僕のほそ道   ~ のん日記 ~

  
これと言ったテーマはなく、話はバラバラです。 つい昔の思い出話が多くなるのは年のせい? 

♪ 公衆電話の箱の中 ひざを抱えて泣きました

2022年04月06日 | ウォーク・自転車

先日、「好きだった歌謡曲を思い出す日々」というのを書きましたが、それにちなんだ忘れられない思い出があります。

1970年代に活躍したフォークグループ「かぐや姫」の曲で「神田川」の最後のフレーズが大好きだったことを先日書いたのですが

その「神田川」の続編みたいなのが「赤ちょうちん」という歌でした。
僕はこの歌も好きだったのですが、その中に、

♪ あなたと別れた雨の夜
 公衆電話の箱の中
 ひざを抱えて泣きました
 生きてることは ただそれだけで
 哀しいことだと知りました

という歌詞が出てきます。
この歌詞を、突然思い出したのが、ある自転車旅行の時でした。

あれは1980年の8月のこと。
3泊4日で大阪のわが家から飛騨高山へ自転車で走った。この方面には今まで行ったことがなかった。

最初の日は大津・彦根・米原・関ケ原のコースで岐阜まで。

岐阜では泊るつもりにしていた宿泊施設の数カ所がすべて満員で断られ、仕方なく岐阜公園に行き、公園のベンチで寝ることにした。8月なので野宿でも大丈夫だろう、寝袋も持っていたし、ということで「公園泊」に決めたのでした。

 
  岐阜公園の噴水像の前で(1980年8月21日)。

岐阜公園は、頂上に斎藤道三や織田信長の居城だった岐阜城がある金華山や、鵜飼いで名高い長良川に囲まれた、とてもいいところです。だから、こういう場所で野宿をするのも悪くはない、と思いながら、寝袋にくるまってベンチに寝転び、夜空を仰いだ。

▬▬▬▬▬▬▬▬▬▬

### 課題
1) 自転車旅行の文章から、「1970年代に活躍したフォー」を含む語句で始まり「この歌詞を、突然思い出したのが、ある自転車旅行の時でした。」で終わる部分を、一字一句変えずに書き写しなさい。
2) 自転車旅行の文章を、最後の文の後から書き継ぎなさい。

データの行
▬▬▬▬▬▬▬▬▬▬

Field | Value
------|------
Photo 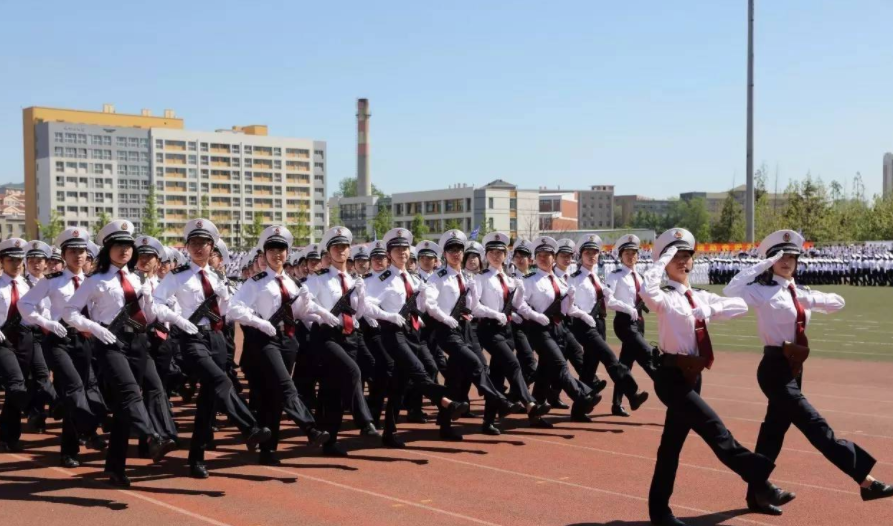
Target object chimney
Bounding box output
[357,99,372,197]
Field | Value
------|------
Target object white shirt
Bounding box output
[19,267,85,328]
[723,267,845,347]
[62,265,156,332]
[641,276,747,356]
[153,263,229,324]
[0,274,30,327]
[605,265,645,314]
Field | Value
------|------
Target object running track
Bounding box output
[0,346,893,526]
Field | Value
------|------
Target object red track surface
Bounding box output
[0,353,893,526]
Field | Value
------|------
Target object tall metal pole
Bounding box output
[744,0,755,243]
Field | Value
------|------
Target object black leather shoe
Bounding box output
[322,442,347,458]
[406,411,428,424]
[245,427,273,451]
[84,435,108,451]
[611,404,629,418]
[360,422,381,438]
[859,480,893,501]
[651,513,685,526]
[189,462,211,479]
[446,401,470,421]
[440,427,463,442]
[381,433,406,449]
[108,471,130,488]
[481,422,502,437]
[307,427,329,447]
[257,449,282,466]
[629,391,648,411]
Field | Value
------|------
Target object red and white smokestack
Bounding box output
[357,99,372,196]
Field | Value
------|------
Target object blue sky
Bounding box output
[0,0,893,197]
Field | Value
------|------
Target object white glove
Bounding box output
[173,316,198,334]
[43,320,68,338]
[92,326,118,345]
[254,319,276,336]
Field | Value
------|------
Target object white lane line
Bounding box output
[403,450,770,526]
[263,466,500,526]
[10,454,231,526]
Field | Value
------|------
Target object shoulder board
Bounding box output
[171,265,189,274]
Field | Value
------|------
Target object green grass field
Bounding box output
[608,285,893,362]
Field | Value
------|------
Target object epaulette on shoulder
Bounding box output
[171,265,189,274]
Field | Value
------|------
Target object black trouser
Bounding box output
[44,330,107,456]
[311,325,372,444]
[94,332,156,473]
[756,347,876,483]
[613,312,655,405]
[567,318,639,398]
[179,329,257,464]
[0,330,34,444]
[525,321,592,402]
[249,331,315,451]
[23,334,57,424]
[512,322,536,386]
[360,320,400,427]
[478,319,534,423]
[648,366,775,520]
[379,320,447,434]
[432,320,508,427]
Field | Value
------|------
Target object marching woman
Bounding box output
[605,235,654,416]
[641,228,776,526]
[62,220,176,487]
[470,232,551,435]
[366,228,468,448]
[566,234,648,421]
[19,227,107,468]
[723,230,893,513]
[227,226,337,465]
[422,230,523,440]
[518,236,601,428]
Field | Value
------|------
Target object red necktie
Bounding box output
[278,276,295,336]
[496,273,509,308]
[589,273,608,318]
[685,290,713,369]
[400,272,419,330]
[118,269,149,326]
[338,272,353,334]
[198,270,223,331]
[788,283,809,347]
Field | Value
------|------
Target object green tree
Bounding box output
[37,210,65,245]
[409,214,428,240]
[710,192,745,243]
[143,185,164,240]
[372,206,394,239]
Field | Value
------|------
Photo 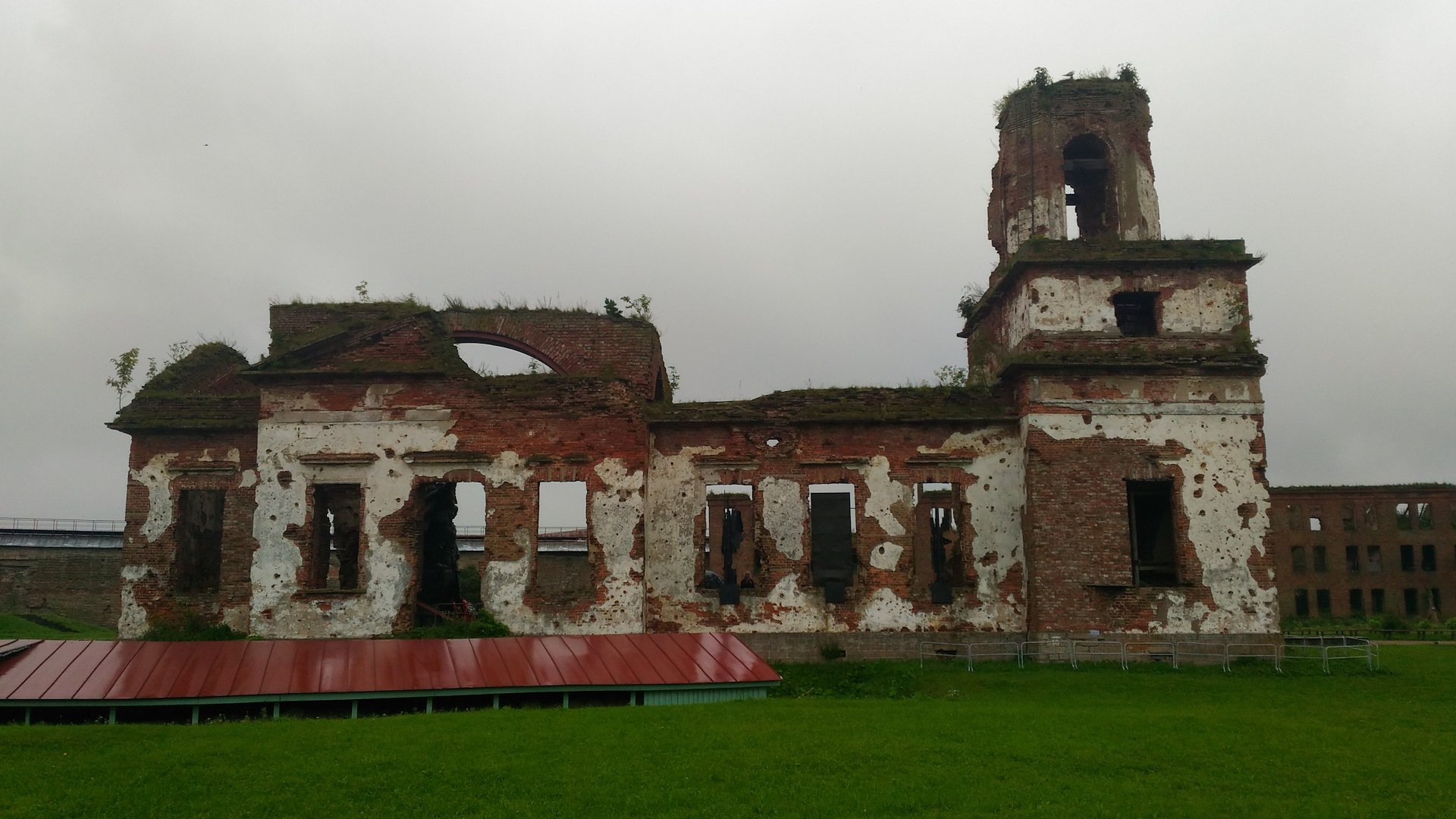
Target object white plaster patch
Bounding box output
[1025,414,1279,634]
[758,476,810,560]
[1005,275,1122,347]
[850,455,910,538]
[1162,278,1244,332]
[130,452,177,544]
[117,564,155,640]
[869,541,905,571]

▬▬▬▬▬▬▬▬▬▬

### 解答
1)
1970年代に活躍したフォークグループ「かぐや姫」の曲で「神田川」の最後のフレーズが大好きだったことを先日書いたのですが

その「神田川」の続編みたいなのが「赤ちょうちん」という歌でした。
僕はこの歌も好きだったのですが、その中に、

♪ あなたと別れた雨の夜
 公衆電話の箱の中
 ひざを抱えて泣きました
 生きてることは ただそれだけで
 哀しいことだと知りました

という歌詞が出てきます。
この歌詞を、突然思い出したのが、ある自転車旅行の時でした。

2)
ほぼ真上に、金華山頂の岐阜城がうっすらと灯りに照らされ、幻のように浮かんでいる。そして山の向こう側では、「ポーン、ドドド~ン」と花火の音が響きわたる。長良川の鵜飼いが佳境に入ってきているようだ。

そして、そのまま気持ちよく眠ってしまった。
ところが

夜中に雨が降って来た。それも普通の雨ではなく、空がピカッと光ったかと思うと雷が鳴って、かなり強い勢いで降って来たのだ。僕はあわててベンチから飛び起き、寝袋を抱え、片手で自転車を引っ張って近くの売店の軒へ避難した。すると物陰から大きな番犬が現れ、すさまじい声で吠えた。僕はびっくりして、自転車はそのままにして、寝袋と水筒とタオルだけ持ち、すぐ横にあった公衆電話ボックスの中に逃げ込んだ。
狭くて窮屈だけど、他に行くところはなかった。

見知らぬ土地の公園の電話ボックスの中に座り込み、真夜中にただ一人、ガラスの向こう側にベットリくっついているナメクジと顔見合わせて、夜明けを待つ。時々ウトウトしては、はっと目が覚める。なんだか情けない気持ちになってきて、泣きたくなるような時間が流れた。
「こんなことって、三十の男のすることじゃないわ」
みたいな思いもありました。

ということで、
公衆電話の中で夜を明かしたのは、後にも先にもこの時1回だけです。
(そう何回もあって、どうすんねん)

そして2日目は岐阜公園から長良川沿いを北上し、郡上八幡駅で長い休憩をとった後、坂本トンネルを抜け、飛騨高山に到着し、民宿で泊った。

3日目は下呂温泉を経由し、美濃加茂を通って名古屋へ。その夜はオールナイトの映画館へ入って居眠りながら一晩を過ごした。ちなみに映画はポルノ映画の三本立てでした。男と女がイチャイチャするだけの映画だから、見ていてもすぐに眠ってしまいますわ(笑)。

そして最後の4日目、名古屋から伊賀上野を通り、急な山道の多いコースを奈良の天理まで走り、夜に無事わが家に到着しました。

わずか4日間だったけれど、実にいろんな経験をしたわけですが、何と言っても最大の珍体験は、岐阜公園の公衆電話ボックスで夜を過ごしたことでした。

それでふと浮かんだのが、「赤ちょうちん」だったのです。

あなたと別れた雨の夜
 公衆電話の箱の中
 ひざを抱えて 泣きました

それで、僕の場合は

♪ 岐阜で降られた雨の夜
 公衆電話の箱の中
 寝袋抱えて 泣きました

でした(笑)。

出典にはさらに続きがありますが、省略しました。